◆ Aim of the task ◆
Print the lines below word for word, leaving out the pictures.

Lines from a point labeling set:
╔══

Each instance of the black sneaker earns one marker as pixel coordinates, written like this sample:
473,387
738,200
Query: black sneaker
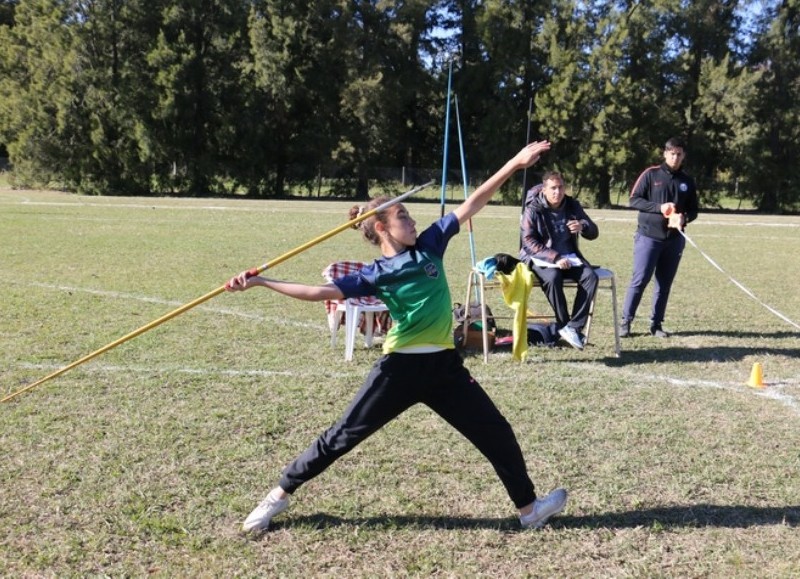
658,332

╚══

◆ Response to this exercise ◆
Each instance of the black sneaker earns one marker as pixel coordinates, written like this sample:
473,387
738,200
Query: black sneaker
658,332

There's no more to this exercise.